Erstens: Miley Cyrus singt von einer zerbrochenen Beziehung. Erst nach langer Zeit kann sich darüber sprechen, was das für beide bedeutet hat. Im Chorus singt sie: „I’m sorry that you’re jaded“ – es tut mir leid, dass du erschöpft oder abgestumpft bist. Schlechte Erfahrungen können uns bitter und müde machen. Bist du auch „jaded“? Wie können wir lebendig bleiben?

Zweitens die Jahreslosung: „Alles was ihr tut, geschehe in Liebe.“ (1. Korinther 16,14) Der Bibelvers ist nicht so leicht ins deutsche zu übersetzen. Eigentlich stehen dort am Anfang nur zwei Wörter, nämlich ‘alles’ und ‘euer’: „Alles des euren“. Es geht um alles was wir tun, um alles was bei uns los ist, um das was uns ausmacht. Dieses „alles“ soll in Liebe geschehen. Das Wort für ‘geschehen’ meint auch ‘entstehen’ oder ‘werden’. Es geht in etwa um folgendes: Am besten wachsen Kinder in einem Raum auf, in dem sie geliebt werden. Kinder müssen versorgt werden, aber auch erzogen; sie brauchen Freiraum, und müssen gleichzeitig gelenkt werden. Am besten passiert das alles in Liebe. Davon redet Paulus. Er will, dass wir mutig und taff werden mit einem gesunden Urvertrauen: „Seid wachsam, haltet am Glauben fest, seid mutig und stark!“ (1. Korinther 16,13) Wir bleiben nicht stehen, sondern wir entwickeln uns, verändern, erschaffen und kreieren und das soll in einer liebevollen Atmosphäre passieren.

Wenn du nicht „jaded“ werden willst, dann musst du auf dich aufpassen. Aber wie passen wir auf uns auf? Salomo rät: Mehr als alles hüte dein Herz; denn von ihm geht das Leben aus. (Sprichwörter 4,23)

Im Text ist von „hüten“ die Rede. Schafe werden gehütet. Das heißt, sie werden beschützt. Hüten hat heißt aber auch, die Schafe zur nächsten grünen Wiese zu führen und sich um ihr Befinden zu kümmern. Wer sein Herz hütet, der schottet sich nicht ab, sondern er führt sein Herz an Orte, wo es Nahrung bekommt. Wer sein Herz hütet, der achtet auf das Wohlergehen. Hüten meint also nicht (nur) abzuwehren. Hüten schaut danach: Was tut meinem Herzen gut? Wie können wir unser Herz so hüten, dass es lebendig und liebevoll bleibt?

1 Mehr als alles

Unser Vers beginnt mit den Worten „mehr als alles“. Es geht also um einen Vergleich. Diese Weisheit sagt, dass es vieles gibt, was wir hüten.

  • Wir hüten unseren Besitz. Es ist nicht gut, wenn wir unser Geld einfach verschleudern oder Besitzt zerfallen lassen. Und es ist auch nicht gut, das Fahrzeug unabgeschlossen überall stehen zu lassen.

* _Einträge der Liste_:
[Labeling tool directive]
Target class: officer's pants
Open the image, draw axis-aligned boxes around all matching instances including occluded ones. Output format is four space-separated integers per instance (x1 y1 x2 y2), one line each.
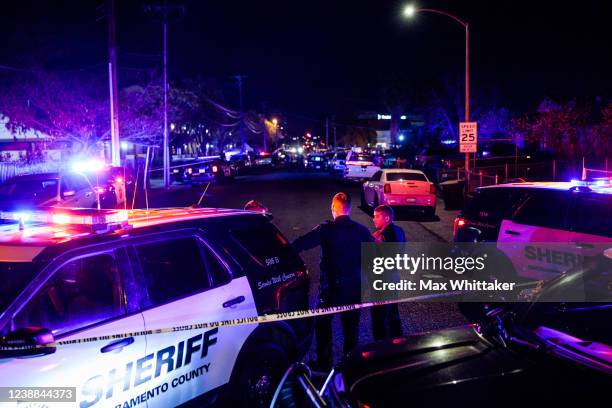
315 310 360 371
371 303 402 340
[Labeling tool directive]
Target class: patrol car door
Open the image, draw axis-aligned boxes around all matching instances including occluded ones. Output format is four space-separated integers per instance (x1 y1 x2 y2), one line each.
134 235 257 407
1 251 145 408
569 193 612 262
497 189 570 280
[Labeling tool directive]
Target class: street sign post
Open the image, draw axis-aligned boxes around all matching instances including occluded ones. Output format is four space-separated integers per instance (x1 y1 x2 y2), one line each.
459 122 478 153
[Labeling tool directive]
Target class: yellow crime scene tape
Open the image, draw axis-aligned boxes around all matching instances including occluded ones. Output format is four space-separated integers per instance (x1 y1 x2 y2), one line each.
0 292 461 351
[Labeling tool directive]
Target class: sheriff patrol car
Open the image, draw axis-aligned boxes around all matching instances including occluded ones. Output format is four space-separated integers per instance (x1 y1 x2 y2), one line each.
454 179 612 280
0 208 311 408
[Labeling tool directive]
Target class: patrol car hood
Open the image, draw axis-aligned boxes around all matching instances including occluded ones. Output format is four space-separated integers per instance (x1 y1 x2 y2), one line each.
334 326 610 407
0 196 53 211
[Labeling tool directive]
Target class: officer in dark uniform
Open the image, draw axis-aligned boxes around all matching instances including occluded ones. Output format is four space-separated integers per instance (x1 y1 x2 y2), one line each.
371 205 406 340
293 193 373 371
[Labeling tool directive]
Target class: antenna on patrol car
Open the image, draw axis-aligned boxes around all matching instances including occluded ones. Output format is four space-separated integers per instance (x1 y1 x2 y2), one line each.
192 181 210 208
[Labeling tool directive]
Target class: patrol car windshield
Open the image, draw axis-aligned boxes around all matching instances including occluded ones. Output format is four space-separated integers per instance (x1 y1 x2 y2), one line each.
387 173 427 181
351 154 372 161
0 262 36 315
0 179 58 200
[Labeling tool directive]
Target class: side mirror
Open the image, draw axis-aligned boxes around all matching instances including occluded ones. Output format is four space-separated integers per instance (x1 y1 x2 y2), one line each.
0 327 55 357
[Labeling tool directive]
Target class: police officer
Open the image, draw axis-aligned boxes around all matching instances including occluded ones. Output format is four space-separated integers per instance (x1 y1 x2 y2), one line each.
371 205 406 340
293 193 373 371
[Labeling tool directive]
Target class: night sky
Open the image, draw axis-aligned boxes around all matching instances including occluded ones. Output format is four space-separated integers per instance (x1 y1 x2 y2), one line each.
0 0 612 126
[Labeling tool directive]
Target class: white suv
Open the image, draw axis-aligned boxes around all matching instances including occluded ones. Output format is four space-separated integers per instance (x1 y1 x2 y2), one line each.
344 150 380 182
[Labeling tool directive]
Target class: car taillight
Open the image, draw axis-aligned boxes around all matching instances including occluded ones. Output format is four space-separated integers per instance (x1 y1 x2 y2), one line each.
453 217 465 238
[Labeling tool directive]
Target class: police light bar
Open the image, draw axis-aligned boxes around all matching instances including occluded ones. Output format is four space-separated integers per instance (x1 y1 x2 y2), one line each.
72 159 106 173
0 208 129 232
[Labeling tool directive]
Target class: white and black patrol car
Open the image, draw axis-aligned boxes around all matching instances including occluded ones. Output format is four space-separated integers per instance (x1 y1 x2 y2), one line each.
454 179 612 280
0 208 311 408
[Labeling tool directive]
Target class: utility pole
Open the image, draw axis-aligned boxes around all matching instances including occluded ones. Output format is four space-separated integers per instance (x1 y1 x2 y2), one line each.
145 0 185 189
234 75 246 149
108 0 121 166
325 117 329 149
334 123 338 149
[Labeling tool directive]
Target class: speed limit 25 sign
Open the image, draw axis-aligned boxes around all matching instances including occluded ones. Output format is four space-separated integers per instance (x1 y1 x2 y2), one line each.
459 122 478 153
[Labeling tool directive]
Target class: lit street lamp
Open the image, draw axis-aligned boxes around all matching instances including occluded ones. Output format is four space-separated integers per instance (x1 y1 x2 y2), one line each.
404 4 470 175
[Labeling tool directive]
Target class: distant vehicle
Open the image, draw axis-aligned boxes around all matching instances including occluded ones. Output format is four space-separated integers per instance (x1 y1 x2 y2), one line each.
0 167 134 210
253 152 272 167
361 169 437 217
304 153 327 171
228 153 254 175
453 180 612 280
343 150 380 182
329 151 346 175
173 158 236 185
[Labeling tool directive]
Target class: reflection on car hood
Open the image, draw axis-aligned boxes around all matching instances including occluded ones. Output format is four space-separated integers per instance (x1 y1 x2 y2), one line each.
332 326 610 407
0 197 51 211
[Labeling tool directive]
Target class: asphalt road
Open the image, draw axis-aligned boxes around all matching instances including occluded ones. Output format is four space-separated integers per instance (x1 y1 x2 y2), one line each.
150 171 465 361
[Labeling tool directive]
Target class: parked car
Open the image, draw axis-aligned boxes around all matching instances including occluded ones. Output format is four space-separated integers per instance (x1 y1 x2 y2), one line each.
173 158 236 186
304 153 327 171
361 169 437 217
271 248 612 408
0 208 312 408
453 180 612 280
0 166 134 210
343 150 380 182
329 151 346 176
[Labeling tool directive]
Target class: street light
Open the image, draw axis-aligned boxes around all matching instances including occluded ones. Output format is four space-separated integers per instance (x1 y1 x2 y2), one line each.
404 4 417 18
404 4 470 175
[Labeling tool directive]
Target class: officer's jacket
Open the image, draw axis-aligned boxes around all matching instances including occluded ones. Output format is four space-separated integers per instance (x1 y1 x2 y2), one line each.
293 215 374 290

* _Aufgabenstellung 1_: Nenne nur die Anzahl der Zeilen in der Liste, die die Zeichenfolge „street“ enthalten. Groß- und Kleinschreibung wird dabei unterschieden.
* _Aufgabenstellung 2_: Schreib die Predigt über das Hüten des Herzens im Anschluss an ihren letzten Satz weiter.

* _Endgültige Antwort 1_: 3

* _Endgültige Antwort 2_:
  • Wir sollten unseren Körper hüten. Ich weiß, dass es ein paar Lebensmittel gibt, die in meinem Körper ungute Folgen auslösen. Deshalb versuche ich sie zu vermeiden. Ich versuche meinem Körper das zu geben, was ihn aufbaut. Bewegung gehört auch dazu, wenn wir unseren Körper hüten.

  • Wir hüten auch unsere Beziehungen. Ich versuche darauf zu achten, wie es den anderen in der Familie geht. Ich setze mich für sie ein. Oder ich rufe Freunde an, weil ich die Beziehung erhalten will.

Es gibt vieles, was sich lohnt zu hüten. Unser Vers sagt: Von allem, was zu behüten ist, solltest du vor allem auf dein Herz achten.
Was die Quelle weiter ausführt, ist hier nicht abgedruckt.